(TO BE DONE): Retype the listing that follows, word for word.

Records from a data collection
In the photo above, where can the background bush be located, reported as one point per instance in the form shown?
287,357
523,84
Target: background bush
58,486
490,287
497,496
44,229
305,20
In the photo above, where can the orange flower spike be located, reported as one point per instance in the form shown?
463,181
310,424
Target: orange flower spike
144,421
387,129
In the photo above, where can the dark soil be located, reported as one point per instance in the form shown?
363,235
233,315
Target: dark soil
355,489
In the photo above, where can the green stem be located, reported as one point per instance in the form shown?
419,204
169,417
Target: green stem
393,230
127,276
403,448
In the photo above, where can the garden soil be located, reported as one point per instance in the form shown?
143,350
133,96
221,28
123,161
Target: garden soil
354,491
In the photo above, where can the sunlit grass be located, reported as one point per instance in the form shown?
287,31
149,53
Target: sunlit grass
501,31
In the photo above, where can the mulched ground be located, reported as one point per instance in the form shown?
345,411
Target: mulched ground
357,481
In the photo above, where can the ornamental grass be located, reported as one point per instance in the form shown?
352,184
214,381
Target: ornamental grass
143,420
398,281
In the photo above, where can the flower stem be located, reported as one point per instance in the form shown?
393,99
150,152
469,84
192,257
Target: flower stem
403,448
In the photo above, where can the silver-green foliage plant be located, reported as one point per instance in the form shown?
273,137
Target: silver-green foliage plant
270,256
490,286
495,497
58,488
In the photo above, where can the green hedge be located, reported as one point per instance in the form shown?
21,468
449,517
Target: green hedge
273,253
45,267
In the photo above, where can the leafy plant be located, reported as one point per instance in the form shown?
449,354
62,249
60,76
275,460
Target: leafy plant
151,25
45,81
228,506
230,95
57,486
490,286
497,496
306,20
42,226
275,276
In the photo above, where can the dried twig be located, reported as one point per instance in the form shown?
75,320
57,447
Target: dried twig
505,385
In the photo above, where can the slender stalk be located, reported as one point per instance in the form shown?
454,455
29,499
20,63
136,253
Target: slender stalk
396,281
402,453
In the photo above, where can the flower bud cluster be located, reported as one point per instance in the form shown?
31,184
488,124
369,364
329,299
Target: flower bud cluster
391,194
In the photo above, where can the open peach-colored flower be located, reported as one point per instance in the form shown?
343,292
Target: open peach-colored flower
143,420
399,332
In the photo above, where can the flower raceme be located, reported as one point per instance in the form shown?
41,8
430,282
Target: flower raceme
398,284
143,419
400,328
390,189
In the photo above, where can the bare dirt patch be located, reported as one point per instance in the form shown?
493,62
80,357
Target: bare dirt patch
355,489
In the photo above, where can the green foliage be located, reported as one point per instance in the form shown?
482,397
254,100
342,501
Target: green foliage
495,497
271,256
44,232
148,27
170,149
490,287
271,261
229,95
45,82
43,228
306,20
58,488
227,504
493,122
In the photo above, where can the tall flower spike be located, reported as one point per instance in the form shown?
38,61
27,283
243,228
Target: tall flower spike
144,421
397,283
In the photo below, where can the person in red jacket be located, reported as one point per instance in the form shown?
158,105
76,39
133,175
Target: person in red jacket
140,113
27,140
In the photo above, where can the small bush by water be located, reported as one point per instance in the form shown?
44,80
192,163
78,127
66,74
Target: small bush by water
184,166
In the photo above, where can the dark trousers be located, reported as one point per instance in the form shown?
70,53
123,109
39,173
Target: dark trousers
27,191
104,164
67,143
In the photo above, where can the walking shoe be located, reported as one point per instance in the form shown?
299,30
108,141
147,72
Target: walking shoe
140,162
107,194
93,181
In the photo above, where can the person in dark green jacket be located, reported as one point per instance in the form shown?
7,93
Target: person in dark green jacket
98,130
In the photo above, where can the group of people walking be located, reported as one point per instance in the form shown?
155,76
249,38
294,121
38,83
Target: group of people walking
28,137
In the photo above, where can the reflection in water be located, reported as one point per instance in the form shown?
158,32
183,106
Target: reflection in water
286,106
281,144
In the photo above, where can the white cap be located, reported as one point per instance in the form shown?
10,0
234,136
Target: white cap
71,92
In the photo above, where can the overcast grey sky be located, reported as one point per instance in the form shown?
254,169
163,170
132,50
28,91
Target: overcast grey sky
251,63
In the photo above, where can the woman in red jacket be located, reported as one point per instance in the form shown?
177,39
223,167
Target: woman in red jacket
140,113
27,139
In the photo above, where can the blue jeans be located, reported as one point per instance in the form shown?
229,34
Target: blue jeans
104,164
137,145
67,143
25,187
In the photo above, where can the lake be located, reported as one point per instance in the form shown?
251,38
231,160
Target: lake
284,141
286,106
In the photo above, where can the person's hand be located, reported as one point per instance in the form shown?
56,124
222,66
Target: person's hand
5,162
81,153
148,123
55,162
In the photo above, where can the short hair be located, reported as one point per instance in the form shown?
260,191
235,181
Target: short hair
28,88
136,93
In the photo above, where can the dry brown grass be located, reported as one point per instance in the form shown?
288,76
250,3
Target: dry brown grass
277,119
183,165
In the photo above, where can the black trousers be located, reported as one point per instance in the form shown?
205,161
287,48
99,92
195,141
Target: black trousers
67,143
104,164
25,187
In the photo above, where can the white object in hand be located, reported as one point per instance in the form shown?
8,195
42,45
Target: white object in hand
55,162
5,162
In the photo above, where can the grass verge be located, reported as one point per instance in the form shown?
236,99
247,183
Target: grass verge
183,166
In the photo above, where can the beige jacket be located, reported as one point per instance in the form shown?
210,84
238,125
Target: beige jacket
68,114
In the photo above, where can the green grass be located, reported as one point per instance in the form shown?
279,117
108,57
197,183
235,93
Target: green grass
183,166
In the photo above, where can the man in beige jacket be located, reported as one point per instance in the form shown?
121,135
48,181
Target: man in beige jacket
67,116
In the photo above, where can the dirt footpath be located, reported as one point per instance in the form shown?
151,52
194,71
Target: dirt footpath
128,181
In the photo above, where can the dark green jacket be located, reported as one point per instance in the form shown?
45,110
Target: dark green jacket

(CORRECT ANSWER):
In the photo above, where can the background bush be located, reported as one point per instance in the form shown?
287,357
523,84
Target: background bush
58,486
490,287
497,496
44,229
305,20
In the photo above, where can the orange flower spike be located, reported as one point per instance in the form shown?
463,181
310,424
Target: orange flower spike
144,421
387,129
In the photo above, where can the dark soil be located, reported as one point per instance in the form shown?
363,235
233,315
Target: dark soil
355,489
In the photo above, where can the green stem be located, reported as one point per instance in the form shown?
419,204
169,417
Target: green stem
393,230
127,276
403,448
In the photo above, where can the garden soil be located, reported as one point per instance in the form shown?
143,350
133,96
221,28
123,161
Target: garden soil
354,491
In the photo above, where can the sunlit grass be located, reported as one point per instance in the form shown?
287,31
149,53
Target: sunlit grass
501,31
In the photo above, where can the mulched ground be located, reported as one point per instance in the form shown?
345,411
Target: mulched ground
357,481
In the photo above, where can the ornamental grass be located, reported as one point per instance in the form shown?
352,184
214,381
Target: ornamental grass
143,420
398,281
In the photo above, where can the flower stem be located, reported as one point per instance in the form shown?
393,99
150,152
469,84
192,257
Target: flower stem
403,448
In the photo above, where can the silver-green foliage plant be located, reported as one point per instance in the form shown?
273,137
Target: silver-green foliage plant
270,256
490,286
495,497
58,488
In the photo above, where can the green hedge be located, reported as one point per instance in the form shown?
21,468
449,517
Target: green hedge
273,253
45,267
In the photo above, where can the leafy plant be located, reported as one point per instance in the form shown?
449,354
62,249
60,76
275,460
Target: leafy plant
151,25
45,81
228,506
230,95
57,486
490,286
497,496
306,20
42,226
275,276
In the photo above, where can the dried twig be located, reported as one point per instance in the form shown?
75,320
57,447
Target: dried twig
505,385
In the photo above, where can the slender stalk be located, reported as one point per instance in the form shown?
454,455
29,499
20,63
136,253
Target: slender stalk
396,281
402,453
In the photo above, where can the flower bud cluster be located, reported as one point per instance in the form shown?
31,184
488,124
369,364
329,299
Target: flower bud cluster
391,194
In the photo above, where can the open peach-colored flower be located, reported as one point per instance in the form shown?
343,292
Target: open peach-colored flower
143,420
399,332
In the photo above, where can the flower raceme be located, reported as one point per instance in the form shown?
41,8
430,282
Target: flower raceme
398,284
143,419
400,328
390,189
In the photo above, where can the bare dirt patch be located, reported as one point per instance in the form shown?
493,62
80,357
Target: bare dirt patch
355,489
In the photo above, where can the green foliage be located, reported as one point per instance in the form shown?
482,397
254,100
342,501
Target: green foliage
495,497
271,256
44,232
148,27
170,149
490,287
271,261
229,95
45,82
43,228
306,20
58,488
227,504
493,122
In the photo above, where can the tall flower spike be located, reported as one point per instance in the form shown?
38,61
27,283
243,228
Target: tall flower spike
144,421
397,283
In the photo below, where can the person in red jacket be located, reported as one point per instance in the form shown?
158,105
76,39
133,175
Target: person in red jacket
140,113
27,140
In the photo above, where can the small bush by water be located, reported as one point per instance in the form shown?
44,80
192,163
78,127
66,74
Target: small bush by water
184,166
In the photo above, where can the dark trousers be located, reported as one point per instance in the form shown?
70,53
123,109
39,173
Target: dark trousers
27,191
104,164
67,143
In the photo above, where can the walking shoe be located, reported as one point per instance in the form shown?
299,30
108,141
147,72
Target: walking shoe
140,162
107,194
93,181
In the photo above, where can the person in dark green jacket be located, reported as one point per instance in the form shown?
7,93
Target: person in dark green jacket
98,130
In the photo above, where can the group of people walking be located, reported as one point per instance in the form shown?
155,76
249,38
294,121
38,83
Target: group of people walking
28,137
In the photo above, where can the reflection in water be located, reported as one point per instance in the form shown?
158,32
183,106
Target: reflection in water
286,106
281,144
In the photo above, where can the white cap be located, reported as one point per instance in the form shown?
10,0
234,136
Target: white cap
71,92
In the photo above, where can the overcast grey sky be located, reported as one point per instance in the form shown?
254,169
163,170
132,50
28,91
Target: overcast grey sky
251,63
In the photo above, where can the woman in red jacket be located, reported as one point per instance in the form shown?
177,39
223,167
Target: woman in red jacket
140,113
27,139
In the photo above, where can the blue jeans be located, reported as one point per instance in the form shown?
229,34
Target: blue jeans
104,164
137,145
67,143
25,187
In the photo above, where can the lake be located, reported as one point per instance in the form shown?
251,38
231,160
Target: lake
284,141
286,106
In the photo above, where can the person's hand be located, reported as one point per instance in the form shown?
56,124
222,66
Target: person's hand
5,162
81,153
148,123
55,162
In the photo above, where can the short hair be located, reported as one point per instance in the form shown?
260,191
235,181
Target: short hair
28,88
136,93
In the photo above, where can the dry brown grass be located, reported as one point per instance in the form shown?
288,76
250,3
Target: dry brown grass
277,119
183,165
In the photo above, where can the black trousers be located, reported as one point per instance in the form shown?
205,161
287,48
99,92
195,141
Target: black trousers
67,143
104,164
25,187
In the photo above, where can the white object in hand be located, reported as one point per instance in the form shown?
8,195
42,45
Target: white object in hand
55,162
5,162
In the photo above, where can the grass verge be located, reported as one point per instance in the form shown?
236,99
247,183
Target: grass verge
183,166
In the photo above, where can the beige jacket be located, reported as one point per instance in the form shown?
210,84
238,125
Target: beige jacket
68,114
In the photo above, where can the green grass be located, reported as one point per instance in the form shown?
279,117
108,57
197,183
235,93
Target: green grass
183,166
In the photo above, where can the man in beige jacket be located, reported as one point per instance in the form shown?
121,135
48,181
Target: man in beige jacket
67,116
In the photo above, where can the dirt footpath be located, reported as one point per instance in the form shown?
151,52
194,71
Target: dirt footpath
128,181
In the photo above, where can the dark green jacket be located, reported as one point per instance in the form shown?
45,110
Target: dark green jacket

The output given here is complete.